Passage provided:
------

Re: [PATCH] btrfs/213: avoid occasional failure due to already finished balance

Anand Jain <anand.jain@xxxxxxxxxx> · Fri, 19 May 2023 13:04:46 +0800

On 18/5/23 19:08, fdmanana@xxxxxxxxxx wrote:
From: Filipe Manana <fdmanana@xxxxxxxx>

btrfs/213 writes data, in 1M extents, for 4 seconds into a file, then
triggers a balance and then after 2 seconds it tries to cancel the
balance operation. More often than not, this works because the balance
is still running after 2 seconds. However it also fails sporadically
because balance has finished in less than 2 seconds, which is plausible
since data and metadata are cached or other factors such as virtualized
environment. When that's the case, it fails like this:

   $ ./check btrfs/213
   FSTYP         -- btrfs
   PLATFORM      -- Linux/x86_64 debian0 6.4.0-rc1-btrfs-next-131+ #1 SMP PREEMPT_DYNAMIC Thu May 11 11:26:19 WEST 2023
   MKFS_OPTIONS  -- /dev/sdc
   MOUNT_OPTIONS -- /dev/sdc /home/fdmanana/btrfs-tests/scratch_1

   btrfs/213 51s ... - output mismatch (see /home/fdmanana/git/hub/xfstests/results//btrfs/213.out.bad)
       --- tests/btrfs/213.out	2020-06-10 19:29:03.822519250 +0100
       +++ /home/fdmanana/git/hub/xfstests/results//btrfs/213.out.bad	2023-05-17 15:39:32.653727223 +0100
       @@ -1,2 +1,3 @@
        QA output created by 213
       +ERROR: balance cancel on '/home/fdmanana/btrfs-tests/scratch_1' failed: Not in progress
        Silence is golden
       ...

------

Records shown:

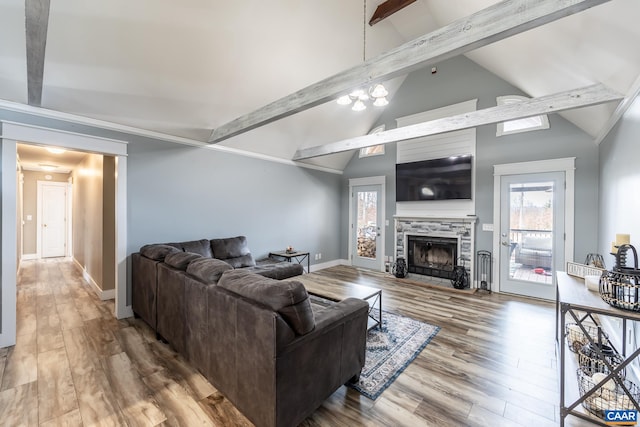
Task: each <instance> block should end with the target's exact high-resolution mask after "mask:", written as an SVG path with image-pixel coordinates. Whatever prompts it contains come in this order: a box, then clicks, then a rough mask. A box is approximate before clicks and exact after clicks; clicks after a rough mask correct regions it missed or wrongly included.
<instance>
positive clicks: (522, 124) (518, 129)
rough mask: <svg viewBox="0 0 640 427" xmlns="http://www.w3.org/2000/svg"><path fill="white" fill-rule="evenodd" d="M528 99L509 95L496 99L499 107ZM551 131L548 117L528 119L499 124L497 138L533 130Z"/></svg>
mask: <svg viewBox="0 0 640 427" xmlns="http://www.w3.org/2000/svg"><path fill="white" fill-rule="evenodd" d="M527 99H529V98H527V97H524V96H517V95H508V96H499V97H497V98H496V101H497V104H498V105H507V104H514V103H516V102H522V101H526V100H527ZM539 129H549V119H548V118H547V115H546V114H544V115H541V116H534V117H527V118H526V119H518V120H509V121H507V122H501V123H498V124H497V128H496V136H502V135H510V134H512V133H520V132H529V131H532V130H539Z"/></svg>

------

Task 1:
According to the btrfs/213 patch message, why does the test sometimes fail? Answer in one to three sentences.
Task 2:
Translate this sentence from the btrfs/213 patch message into Spanish: "More often than not, this works because the balance is still running after 2 seconds."

Your solution 1:
The test sometimes fails because the balance has already finished in less than 2 seconds, so it is no longer running when the test tries to cancel it. The message says this is plausible when data and metadata are cached, or because of other factors such as a virtualized environment.

Your solution 2:
La mayoría de las veces, esto funciona porque el balance sigue ejecutándose después de 2 segundos.